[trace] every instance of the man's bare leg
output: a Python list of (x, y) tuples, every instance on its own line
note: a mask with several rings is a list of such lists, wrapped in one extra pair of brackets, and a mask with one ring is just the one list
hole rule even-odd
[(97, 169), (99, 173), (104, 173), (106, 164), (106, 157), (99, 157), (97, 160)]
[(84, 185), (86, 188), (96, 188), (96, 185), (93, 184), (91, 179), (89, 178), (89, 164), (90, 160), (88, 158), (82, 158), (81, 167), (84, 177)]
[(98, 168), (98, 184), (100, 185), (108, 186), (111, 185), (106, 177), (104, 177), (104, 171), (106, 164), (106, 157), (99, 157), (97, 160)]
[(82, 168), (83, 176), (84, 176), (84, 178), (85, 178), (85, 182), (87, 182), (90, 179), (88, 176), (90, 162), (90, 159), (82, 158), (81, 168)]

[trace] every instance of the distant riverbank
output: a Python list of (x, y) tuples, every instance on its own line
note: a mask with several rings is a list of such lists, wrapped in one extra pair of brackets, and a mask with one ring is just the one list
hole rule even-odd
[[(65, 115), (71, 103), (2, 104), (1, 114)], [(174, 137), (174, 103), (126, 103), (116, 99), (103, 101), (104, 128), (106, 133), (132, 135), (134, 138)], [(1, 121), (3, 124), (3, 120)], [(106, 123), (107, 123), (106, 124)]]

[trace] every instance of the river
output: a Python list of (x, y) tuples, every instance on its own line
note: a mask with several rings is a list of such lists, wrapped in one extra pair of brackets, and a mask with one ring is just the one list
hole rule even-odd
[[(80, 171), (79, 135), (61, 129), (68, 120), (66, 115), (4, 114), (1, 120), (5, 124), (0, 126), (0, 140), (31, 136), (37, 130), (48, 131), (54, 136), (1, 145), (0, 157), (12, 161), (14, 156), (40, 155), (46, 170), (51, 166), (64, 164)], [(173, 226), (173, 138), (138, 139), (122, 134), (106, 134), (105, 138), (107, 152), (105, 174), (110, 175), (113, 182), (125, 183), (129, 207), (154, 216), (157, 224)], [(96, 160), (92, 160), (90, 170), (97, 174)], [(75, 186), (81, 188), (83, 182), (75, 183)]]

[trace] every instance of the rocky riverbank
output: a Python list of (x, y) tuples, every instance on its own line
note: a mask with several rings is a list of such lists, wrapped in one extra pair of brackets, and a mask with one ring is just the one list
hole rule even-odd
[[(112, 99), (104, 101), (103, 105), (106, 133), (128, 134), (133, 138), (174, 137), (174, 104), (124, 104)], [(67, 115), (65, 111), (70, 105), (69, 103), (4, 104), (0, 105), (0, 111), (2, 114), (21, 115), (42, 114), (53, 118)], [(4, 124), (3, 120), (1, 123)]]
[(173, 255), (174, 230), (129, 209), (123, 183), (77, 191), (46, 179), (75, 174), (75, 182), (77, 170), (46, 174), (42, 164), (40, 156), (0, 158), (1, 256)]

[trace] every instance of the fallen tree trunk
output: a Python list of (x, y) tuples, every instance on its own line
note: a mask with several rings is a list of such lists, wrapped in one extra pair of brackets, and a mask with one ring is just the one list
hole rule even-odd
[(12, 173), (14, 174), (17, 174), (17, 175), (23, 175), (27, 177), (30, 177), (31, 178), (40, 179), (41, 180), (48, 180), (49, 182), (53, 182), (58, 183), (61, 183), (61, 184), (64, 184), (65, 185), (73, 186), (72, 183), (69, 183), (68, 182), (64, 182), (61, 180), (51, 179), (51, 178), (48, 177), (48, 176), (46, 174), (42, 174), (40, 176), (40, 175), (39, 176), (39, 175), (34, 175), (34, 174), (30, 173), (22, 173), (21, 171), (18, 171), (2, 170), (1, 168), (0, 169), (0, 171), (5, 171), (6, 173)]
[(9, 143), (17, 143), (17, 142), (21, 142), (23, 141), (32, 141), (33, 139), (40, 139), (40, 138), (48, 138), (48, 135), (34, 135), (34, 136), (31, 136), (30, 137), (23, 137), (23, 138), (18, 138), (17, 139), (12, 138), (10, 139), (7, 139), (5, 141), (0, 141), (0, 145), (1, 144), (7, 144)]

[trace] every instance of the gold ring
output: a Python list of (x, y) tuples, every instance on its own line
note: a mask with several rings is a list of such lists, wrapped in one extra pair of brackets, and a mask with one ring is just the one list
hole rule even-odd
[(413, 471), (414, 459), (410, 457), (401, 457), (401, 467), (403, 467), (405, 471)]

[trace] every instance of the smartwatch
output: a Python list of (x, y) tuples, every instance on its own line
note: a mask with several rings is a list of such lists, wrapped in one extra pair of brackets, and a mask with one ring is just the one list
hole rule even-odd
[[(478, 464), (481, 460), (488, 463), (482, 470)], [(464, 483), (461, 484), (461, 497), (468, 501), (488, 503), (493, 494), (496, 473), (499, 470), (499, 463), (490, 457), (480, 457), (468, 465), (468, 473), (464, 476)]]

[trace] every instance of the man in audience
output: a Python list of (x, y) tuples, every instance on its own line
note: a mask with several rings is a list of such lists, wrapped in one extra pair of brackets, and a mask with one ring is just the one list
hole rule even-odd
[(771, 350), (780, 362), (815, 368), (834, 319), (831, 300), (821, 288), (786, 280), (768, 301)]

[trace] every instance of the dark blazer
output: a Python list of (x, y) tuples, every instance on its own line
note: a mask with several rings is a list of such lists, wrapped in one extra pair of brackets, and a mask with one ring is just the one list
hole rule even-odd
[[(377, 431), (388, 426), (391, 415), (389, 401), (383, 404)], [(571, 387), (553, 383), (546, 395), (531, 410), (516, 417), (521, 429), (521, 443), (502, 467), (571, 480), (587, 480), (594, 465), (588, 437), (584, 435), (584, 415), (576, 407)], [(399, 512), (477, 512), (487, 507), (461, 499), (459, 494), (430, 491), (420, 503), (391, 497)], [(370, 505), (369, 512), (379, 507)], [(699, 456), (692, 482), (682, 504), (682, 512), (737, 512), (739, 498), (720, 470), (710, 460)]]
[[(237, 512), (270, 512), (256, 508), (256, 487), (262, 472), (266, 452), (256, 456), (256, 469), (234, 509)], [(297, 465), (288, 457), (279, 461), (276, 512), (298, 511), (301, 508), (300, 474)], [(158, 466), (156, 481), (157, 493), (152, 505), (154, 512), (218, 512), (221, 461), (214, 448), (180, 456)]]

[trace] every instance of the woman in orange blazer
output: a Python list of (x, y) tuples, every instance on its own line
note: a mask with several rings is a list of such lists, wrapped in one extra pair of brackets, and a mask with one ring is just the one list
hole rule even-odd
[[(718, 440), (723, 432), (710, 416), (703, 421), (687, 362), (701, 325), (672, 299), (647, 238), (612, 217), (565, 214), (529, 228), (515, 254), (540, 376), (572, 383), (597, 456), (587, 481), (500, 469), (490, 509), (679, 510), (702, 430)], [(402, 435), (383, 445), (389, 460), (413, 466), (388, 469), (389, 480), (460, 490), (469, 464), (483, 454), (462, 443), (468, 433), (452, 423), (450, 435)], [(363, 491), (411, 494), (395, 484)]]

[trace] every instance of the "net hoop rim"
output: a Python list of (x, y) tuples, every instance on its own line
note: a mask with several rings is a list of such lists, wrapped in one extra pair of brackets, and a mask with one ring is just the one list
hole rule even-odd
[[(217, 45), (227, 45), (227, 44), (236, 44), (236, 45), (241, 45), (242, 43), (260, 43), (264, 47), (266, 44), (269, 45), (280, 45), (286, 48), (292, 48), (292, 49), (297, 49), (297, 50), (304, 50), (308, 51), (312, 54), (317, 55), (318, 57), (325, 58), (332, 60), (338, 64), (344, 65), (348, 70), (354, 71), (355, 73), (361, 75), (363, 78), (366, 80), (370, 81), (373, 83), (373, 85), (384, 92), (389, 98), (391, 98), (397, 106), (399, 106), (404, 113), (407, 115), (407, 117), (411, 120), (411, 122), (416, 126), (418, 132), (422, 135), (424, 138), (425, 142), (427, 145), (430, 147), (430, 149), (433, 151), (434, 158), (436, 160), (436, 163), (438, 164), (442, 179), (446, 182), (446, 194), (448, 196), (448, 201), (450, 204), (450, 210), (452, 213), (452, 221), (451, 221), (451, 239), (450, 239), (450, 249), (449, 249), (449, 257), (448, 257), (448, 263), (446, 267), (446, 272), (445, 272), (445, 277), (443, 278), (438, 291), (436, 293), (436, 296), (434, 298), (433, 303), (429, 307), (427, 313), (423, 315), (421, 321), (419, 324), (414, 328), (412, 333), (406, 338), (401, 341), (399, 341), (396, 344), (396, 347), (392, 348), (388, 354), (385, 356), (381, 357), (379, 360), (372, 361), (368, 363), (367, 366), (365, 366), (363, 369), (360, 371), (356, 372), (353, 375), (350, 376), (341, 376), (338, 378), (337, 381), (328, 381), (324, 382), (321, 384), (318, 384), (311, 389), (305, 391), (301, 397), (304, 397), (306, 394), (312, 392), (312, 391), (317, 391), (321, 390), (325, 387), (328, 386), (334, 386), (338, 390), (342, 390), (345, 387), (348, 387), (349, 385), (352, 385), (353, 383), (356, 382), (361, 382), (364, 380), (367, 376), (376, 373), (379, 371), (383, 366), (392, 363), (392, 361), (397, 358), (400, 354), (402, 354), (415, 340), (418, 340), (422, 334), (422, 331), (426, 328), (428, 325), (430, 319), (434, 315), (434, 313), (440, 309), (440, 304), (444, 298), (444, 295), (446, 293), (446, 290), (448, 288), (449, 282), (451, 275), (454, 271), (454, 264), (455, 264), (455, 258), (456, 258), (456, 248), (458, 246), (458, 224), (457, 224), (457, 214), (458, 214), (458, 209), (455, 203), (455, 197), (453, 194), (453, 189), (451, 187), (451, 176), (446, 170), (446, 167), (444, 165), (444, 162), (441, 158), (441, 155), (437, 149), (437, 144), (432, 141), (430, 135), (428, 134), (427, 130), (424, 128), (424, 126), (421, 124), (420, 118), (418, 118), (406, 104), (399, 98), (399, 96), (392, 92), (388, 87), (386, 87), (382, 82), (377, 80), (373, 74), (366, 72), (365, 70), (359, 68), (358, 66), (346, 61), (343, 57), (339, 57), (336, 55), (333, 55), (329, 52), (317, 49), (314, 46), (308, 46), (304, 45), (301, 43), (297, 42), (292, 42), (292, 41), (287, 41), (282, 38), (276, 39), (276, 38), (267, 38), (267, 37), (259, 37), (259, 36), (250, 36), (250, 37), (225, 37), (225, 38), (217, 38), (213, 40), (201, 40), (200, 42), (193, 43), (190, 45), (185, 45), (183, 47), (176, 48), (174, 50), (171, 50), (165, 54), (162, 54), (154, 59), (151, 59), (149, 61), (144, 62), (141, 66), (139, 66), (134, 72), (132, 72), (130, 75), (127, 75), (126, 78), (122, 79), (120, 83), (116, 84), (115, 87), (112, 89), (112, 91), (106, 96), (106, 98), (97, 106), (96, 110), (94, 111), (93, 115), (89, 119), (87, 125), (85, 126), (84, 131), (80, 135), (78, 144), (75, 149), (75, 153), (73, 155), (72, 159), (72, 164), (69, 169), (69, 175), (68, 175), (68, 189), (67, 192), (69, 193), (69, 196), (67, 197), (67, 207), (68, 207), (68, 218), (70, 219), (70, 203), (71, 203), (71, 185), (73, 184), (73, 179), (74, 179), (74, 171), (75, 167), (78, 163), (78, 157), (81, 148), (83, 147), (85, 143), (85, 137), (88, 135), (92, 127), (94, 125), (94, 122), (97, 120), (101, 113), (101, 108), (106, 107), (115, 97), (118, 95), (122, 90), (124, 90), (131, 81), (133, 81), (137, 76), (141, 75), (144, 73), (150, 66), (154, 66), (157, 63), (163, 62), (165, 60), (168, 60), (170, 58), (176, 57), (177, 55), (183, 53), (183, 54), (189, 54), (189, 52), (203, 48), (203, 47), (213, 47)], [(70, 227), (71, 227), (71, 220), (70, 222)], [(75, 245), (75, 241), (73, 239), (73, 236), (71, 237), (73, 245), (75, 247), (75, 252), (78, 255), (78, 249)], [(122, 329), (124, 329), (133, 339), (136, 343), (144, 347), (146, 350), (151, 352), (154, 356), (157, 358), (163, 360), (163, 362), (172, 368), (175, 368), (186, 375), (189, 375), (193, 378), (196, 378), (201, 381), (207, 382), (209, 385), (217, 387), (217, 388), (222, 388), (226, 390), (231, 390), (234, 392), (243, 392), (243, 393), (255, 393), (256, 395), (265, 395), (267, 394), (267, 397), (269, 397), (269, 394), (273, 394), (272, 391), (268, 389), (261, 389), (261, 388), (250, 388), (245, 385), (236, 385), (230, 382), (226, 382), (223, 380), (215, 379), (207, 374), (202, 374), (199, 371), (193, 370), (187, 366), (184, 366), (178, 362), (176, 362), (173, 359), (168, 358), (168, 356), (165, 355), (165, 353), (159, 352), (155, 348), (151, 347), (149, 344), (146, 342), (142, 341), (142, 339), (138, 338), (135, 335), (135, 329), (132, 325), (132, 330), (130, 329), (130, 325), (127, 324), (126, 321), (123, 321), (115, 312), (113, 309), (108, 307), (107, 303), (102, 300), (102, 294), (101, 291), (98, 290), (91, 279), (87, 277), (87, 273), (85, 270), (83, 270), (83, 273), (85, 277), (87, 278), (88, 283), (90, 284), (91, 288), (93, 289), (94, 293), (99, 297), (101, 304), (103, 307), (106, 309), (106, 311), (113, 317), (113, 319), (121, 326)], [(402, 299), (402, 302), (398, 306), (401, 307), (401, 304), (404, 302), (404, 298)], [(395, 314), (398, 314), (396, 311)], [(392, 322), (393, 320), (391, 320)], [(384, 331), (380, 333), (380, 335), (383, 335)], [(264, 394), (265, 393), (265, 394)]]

| The task |
Update the records from the line with "[trace] every instance of the river" up to and including the line with "158), (1, 256)]", replacing "rocky" with "stony" and leaving everything else unchanged. Give only those lines.

| Reply to the exercise |
[trace] every instance of the river
output: a Python list of (x, y) tuples, every instance on its own line
note: a mask with several rings is a list of such lists, wrapped in one extra pair of brackets, and a mask with one ring is just the one list
hole rule even-odd
[[(80, 171), (79, 135), (61, 129), (68, 120), (66, 115), (4, 114), (1, 120), (5, 124), (0, 126), (0, 140), (31, 136), (37, 130), (48, 131), (54, 136), (1, 145), (0, 157), (12, 161), (14, 156), (40, 155), (46, 170), (51, 166), (64, 164)], [(173, 226), (173, 138), (138, 139), (122, 134), (106, 134), (105, 138), (107, 152), (105, 174), (110, 175), (113, 182), (125, 183), (129, 207), (154, 216), (157, 224)], [(96, 160), (92, 160), (90, 170), (97, 174)], [(75, 186), (81, 188), (83, 182), (75, 183)]]

[trace] every instance of the stony riverbank
output: a Python list of (x, y) tuples, every instance on its own line
note: a mask with several rings is a list of such lists, wrapped in one extra pair of brackets, and a mask with one ring is just the one list
hole rule even-odd
[[(112, 99), (104, 101), (103, 105), (106, 133), (128, 134), (133, 138), (174, 137), (174, 104), (124, 104)], [(67, 115), (65, 111), (70, 105), (69, 103), (4, 104), (0, 105), (0, 111), (2, 114), (21, 115), (42, 114), (53, 118)], [(4, 124), (3, 120), (1, 123)]]
[(173, 255), (174, 230), (129, 209), (123, 183), (77, 191), (46, 179), (75, 174), (75, 182), (77, 170), (46, 174), (42, 164), (40, 156), (0, 158), (1, 256)]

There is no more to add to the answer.